START Data in this exercise

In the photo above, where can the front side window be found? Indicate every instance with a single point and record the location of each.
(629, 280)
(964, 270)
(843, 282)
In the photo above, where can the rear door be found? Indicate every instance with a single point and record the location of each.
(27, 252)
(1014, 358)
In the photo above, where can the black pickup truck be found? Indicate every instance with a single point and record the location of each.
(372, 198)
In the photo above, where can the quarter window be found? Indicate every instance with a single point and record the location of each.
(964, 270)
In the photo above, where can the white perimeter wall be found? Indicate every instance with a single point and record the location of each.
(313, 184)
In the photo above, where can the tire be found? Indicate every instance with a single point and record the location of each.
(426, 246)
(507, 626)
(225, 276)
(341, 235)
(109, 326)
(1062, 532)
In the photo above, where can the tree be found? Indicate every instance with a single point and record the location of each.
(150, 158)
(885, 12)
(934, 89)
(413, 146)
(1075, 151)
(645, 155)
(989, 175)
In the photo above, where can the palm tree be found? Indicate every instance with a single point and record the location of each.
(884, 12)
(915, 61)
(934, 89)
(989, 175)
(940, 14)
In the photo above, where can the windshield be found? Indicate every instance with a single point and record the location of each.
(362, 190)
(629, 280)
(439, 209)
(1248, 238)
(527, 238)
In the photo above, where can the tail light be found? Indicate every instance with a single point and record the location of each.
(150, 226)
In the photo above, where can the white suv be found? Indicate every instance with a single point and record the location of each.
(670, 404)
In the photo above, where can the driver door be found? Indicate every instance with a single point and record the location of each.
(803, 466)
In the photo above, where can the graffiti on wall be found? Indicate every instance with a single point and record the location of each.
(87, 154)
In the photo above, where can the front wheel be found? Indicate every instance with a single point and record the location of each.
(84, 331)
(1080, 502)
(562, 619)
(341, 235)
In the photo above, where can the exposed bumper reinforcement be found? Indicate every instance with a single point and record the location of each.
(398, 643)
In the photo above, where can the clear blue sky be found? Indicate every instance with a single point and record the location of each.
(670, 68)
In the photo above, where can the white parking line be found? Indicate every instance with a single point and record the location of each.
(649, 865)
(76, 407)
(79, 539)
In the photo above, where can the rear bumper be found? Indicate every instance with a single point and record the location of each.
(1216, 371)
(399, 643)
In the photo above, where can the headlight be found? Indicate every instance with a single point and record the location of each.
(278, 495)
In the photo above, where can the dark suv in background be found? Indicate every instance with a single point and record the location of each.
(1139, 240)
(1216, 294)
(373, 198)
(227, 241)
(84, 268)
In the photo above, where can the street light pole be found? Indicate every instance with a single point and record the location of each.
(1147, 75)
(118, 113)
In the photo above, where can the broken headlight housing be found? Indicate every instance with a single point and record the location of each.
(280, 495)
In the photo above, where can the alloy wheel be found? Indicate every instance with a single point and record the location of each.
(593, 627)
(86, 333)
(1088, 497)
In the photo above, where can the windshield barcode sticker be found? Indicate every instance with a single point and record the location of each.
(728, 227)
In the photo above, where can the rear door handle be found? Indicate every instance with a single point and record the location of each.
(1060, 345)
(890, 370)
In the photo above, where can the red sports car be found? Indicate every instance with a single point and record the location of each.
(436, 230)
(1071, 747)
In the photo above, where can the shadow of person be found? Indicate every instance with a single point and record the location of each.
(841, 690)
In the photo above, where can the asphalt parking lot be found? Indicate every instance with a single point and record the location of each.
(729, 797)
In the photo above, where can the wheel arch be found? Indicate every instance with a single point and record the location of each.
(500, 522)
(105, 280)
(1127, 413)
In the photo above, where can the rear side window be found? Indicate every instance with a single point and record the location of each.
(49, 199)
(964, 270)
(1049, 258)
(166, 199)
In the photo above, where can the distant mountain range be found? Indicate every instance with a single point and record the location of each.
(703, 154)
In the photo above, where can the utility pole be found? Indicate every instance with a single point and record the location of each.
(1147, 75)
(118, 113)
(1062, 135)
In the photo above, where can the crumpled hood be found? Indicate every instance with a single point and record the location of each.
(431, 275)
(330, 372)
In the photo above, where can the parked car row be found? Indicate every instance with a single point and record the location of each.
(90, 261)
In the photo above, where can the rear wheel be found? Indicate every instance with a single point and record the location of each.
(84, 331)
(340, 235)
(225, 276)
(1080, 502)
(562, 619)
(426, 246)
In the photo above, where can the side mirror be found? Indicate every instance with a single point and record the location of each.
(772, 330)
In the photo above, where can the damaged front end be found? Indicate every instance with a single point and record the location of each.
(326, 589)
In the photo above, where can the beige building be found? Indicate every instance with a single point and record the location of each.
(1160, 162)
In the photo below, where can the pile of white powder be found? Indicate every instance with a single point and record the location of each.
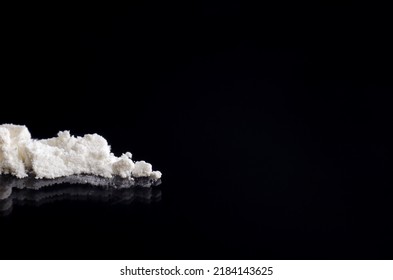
(64, 155)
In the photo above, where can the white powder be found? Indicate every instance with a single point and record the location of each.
(64, 155)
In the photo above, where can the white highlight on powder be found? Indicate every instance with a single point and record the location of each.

END Data in this exercise

Exercise instructions: Set down nothing but the lines from the one containing "In the photo above, where can the white powder" through the final line above, exactly as written.

Response to the task:
In the photo above, where can the white powder be found? Indicate every instance with a single point and record the location of each.
(64, 155)
In the photo above, where can the white highlight on powder be found? Indicate every instance with a single point and record the location of each.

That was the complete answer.